- _PROVIDED DATA_:
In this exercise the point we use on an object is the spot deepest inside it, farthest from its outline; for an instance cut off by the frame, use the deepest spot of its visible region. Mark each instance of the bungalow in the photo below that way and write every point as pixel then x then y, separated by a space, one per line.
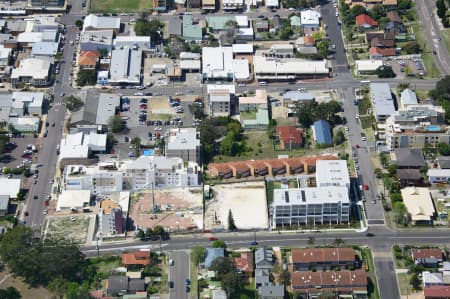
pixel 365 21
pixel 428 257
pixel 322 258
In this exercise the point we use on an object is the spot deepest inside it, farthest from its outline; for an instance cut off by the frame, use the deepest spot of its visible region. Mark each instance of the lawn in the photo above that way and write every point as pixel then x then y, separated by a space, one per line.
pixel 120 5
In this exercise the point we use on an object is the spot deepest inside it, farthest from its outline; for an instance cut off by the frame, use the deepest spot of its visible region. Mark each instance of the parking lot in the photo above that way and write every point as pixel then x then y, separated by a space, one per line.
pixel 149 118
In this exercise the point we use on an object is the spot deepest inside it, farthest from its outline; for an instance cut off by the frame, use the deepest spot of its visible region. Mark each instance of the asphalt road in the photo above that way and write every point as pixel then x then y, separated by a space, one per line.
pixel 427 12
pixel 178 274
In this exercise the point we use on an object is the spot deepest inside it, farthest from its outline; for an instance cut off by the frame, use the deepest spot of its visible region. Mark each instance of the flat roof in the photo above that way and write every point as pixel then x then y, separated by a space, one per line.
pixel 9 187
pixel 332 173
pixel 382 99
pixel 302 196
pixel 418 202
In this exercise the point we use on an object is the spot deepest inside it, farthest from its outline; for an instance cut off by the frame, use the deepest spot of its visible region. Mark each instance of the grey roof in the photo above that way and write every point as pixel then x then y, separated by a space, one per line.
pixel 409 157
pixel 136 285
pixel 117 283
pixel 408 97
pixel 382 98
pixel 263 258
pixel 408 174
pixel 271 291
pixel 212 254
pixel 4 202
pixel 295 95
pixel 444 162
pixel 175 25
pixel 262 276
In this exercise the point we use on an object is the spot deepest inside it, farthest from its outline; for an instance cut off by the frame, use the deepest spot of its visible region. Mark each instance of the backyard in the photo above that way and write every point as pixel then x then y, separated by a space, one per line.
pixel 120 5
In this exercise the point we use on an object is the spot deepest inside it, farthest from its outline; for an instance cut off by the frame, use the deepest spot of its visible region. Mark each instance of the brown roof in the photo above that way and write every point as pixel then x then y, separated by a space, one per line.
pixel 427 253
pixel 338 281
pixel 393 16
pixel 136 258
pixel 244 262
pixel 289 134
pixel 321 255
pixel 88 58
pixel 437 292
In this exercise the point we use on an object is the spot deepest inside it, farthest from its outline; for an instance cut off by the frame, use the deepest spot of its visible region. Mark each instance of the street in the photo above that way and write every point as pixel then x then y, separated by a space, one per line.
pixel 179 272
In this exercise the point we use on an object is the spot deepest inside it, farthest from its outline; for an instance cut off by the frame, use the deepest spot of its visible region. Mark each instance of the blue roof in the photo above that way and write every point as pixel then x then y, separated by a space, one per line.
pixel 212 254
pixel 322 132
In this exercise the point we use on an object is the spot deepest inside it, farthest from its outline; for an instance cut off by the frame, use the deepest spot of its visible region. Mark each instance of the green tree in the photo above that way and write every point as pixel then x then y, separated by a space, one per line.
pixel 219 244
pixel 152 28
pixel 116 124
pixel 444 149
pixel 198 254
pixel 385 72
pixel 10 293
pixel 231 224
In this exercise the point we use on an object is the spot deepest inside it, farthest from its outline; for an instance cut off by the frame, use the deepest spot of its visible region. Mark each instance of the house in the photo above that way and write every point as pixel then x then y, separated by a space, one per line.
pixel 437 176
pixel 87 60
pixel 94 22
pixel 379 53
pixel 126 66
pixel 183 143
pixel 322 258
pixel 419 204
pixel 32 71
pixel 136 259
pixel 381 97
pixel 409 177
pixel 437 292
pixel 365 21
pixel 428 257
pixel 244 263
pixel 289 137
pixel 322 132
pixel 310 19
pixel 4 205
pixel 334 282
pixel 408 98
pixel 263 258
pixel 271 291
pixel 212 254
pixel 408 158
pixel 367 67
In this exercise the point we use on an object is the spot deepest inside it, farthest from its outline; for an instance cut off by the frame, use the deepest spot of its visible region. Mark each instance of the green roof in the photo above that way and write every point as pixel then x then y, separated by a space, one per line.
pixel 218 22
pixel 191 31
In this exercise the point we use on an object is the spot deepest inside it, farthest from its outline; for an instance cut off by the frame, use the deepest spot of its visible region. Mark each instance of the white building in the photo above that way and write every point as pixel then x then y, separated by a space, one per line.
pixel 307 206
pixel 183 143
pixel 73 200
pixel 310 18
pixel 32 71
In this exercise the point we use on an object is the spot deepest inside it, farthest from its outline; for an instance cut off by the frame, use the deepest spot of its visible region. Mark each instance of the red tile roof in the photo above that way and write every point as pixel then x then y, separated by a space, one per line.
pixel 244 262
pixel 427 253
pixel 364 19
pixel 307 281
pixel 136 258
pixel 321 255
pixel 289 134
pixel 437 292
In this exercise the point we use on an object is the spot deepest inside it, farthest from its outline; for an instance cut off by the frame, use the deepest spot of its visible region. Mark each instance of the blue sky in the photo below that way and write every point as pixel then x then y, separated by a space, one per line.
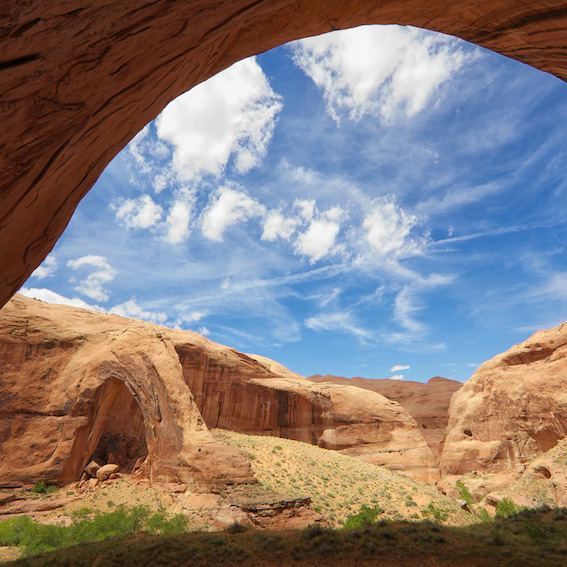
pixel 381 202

- _STATED GOAL_:
Copy out every item above word for word, leaving out the pictures.

- _TASK RESPONSE_:
In this exercise the point we use on an object is the spot deepest inside it, farthest from its outline; for an instance cut off by the frame, use the deepest spot of its visible region. Mark each instance of the bungalow in the photo below that way and write every point as pixel then x then y, separated by a space, one per line.
pixel 365 21
pixel 428 257
pixel 322 258
In this exercise the point we use on an object is the spot deepest inside it, farthest from its outline; for an instance cut off by the frame, use the deepest spot of its visible region. Mark each instance of the lawn in the photo above that way and write every point as pixel then x then y, separated by a space, one per line.
pixel 120 5
In this exercise the point we use on an object is the spot deepest inside it, farthest from its outline; for an instance cut off by the frame, use the deepest spot of its visible region. Mark each instance of the parking lot in the photo above that way and write every point as pixel then x then y, separated by a space, one per line.
pixel 149 118
In this exercise the point we use on an object is the spot deepest inside it, farthest from its outline; for an instance cut off by the frame, use the deepest spot of its visible region. Mark each instance of the asphalt road in the photo above that way and write every point as pixel then x then y, separated by a space, one per line.
pixel 427 12
pixel 178 274
In this exercise the point we use on an object is the spot deepest inside it, farthest from its outline; for an instance cut off by the frame, use the deepest spot of its visible region. Mark each instance of the flat roof in the photo above that way and write every point as pixel then x then y, separated by a space, one per line.
pixel 9 187
pixel 332 173
pixel 382 99
pixel 302 196
pixel 418 202
In this exercise the point we use on an object is the spot deepest inside it, farthest from its outline; for an instance cut off by the frame, use the deepest spot of its visible region. Mark each instance of the grey roof in the photo above that way and write every point as pixel then x then y, separated by a space, one per line.
pixel 409 157
pixel 136 285
pixel 117 283
pixel 408 97
pixel 382 98
pixel 263 258
pixel 408 174
pixel 271 291
pixel 212 254
pixel 4 202
pixel 295 95
pixel 444 162
pixel 175 25
pixel 262 276
In this exercise the point we use on an object is the spot deepest inside it, farthest from its outline; for an instance cut off by the frame, use the deepest spot of its visible region. Mark each instance of the backyard in the photo above that way and write every point as pixel then x then y, separated by a space, one per line.
pixel 120 5
In this exercise the point we use on an object is the spot deepest inside it, farthest from its outline; for an instance cut off by the frame, use the deepest spot of its visible region. Mark each instance of the brown roof in the photo above that way and write every point as pixel then x then y, separated by a space, one per line.
pixel 427 253
pixel 338 281
pixel 393 16
pixel 136 258
pixel 244 262
pixel 289 134
pixel 321 255
pixel 88 58
pixel 437 292
In this exercise the point we use on an object is the spot deepest inside it, farthest from its outline; for an instance cut off by the frame, use the deepest spot of its visible region. Mark each instance of the street in the photo above that way and write every point as pixel then x then y, separated by a space, one per line.
pixel 179 272
In this exercise the point we use on an object is the spot deepest inside it, farthest from its outline; for an instance cut off by the frame, use the deepest spot of its visible region. Mark each instance of the blue roof in the photo above that way and write every point as pixel then x then y, separated by a space, one per line.
pixel 212 254
pixel 322 132
In this exercise the point we use on an object is the spot deepest inside it, farthest from its outline; for an instance cut off by the frame, use the deepest spot of its visible region. Mark each instance of the green tree in the photo above that way and write every point as pixel then x then y, separated by a space, one per line.
pixel 219 244
pixel 152 28
pixel 116 124
pixel 444 149
pixel 198 254
pixel 385 72
pixel 10 293
pixel 231 224
In this exercise the point we use on an object is the spot deepest inside it, farthest from its outline; for an instance cut off by the frame, use the deepest spot of its visible region. Mark each instance of the house in the photo above that way and write every point as pixel then x then y, separated by a space, one per line.
pixel 437 176
pixel 87 60
pixel 94 22
pixel 379 53
pixel 126 66
pixel 183 143
pixel 322 258
pixel 419 204
pixel 32 71
pixel 136 259
pixel 381 97
pixel 409 177
pixel 437 292
pixel 365 21
pixel 428 257
pixel 244 263
pixel 289 137
pixel 322 132
pixel 310 19
pixel 4 205
pixel 334 282
pixel 408 98
pixel 263 258
pixel 271 291
pixel 212 254
pixel 408 158
pixel 367 67
In this exercise the point we use on an object is the spot deepest inside it, farthest from its outline; for an instance cut off by the frame, use the deepest spot of its visible region. Mark each instance of the green roof in the photo above that way and write every point as pixel then x then y, separated by a space, one per line.
pixel 218 22
pixel 191 31
In this exercise the point we use on an object is the spot deepest inside it, farthest from its outline; for an instance cut off by the frame, use the deepest spot of its visible region. Mark each instance of the white building in the photo above that way and write every point as pixel then x then y, separated by a space, one per line.
pixel 307 206
pixel 183 143
pixel 73 200
pixel 310 18
pixel 32 71
In this exercise the point we use on an object is the spot deepest inside it, farthest from its outline; for an instance cut off by the frame, use the deepest spot of its visible region. Mark each instance of the red tile roof in the photo above that way and write every point as pixel then x then y, separated by a space, one per line.
pixel 244 262
pixel 427 253
pixel 364 19
pixel 307 281
pixel 136 258
pixel 321 255
pixel 289 134
pixel 437 292
In this exercise the point we use on an object is the spot deepest inside it, farthest from its outline; for an instance cut off by the frame, use the deepest spot of its visible region. Mark each instance of the blue sky in the photo below that way and write every point as pixel then x then y, separated by a space, one per line.
pixel 381 202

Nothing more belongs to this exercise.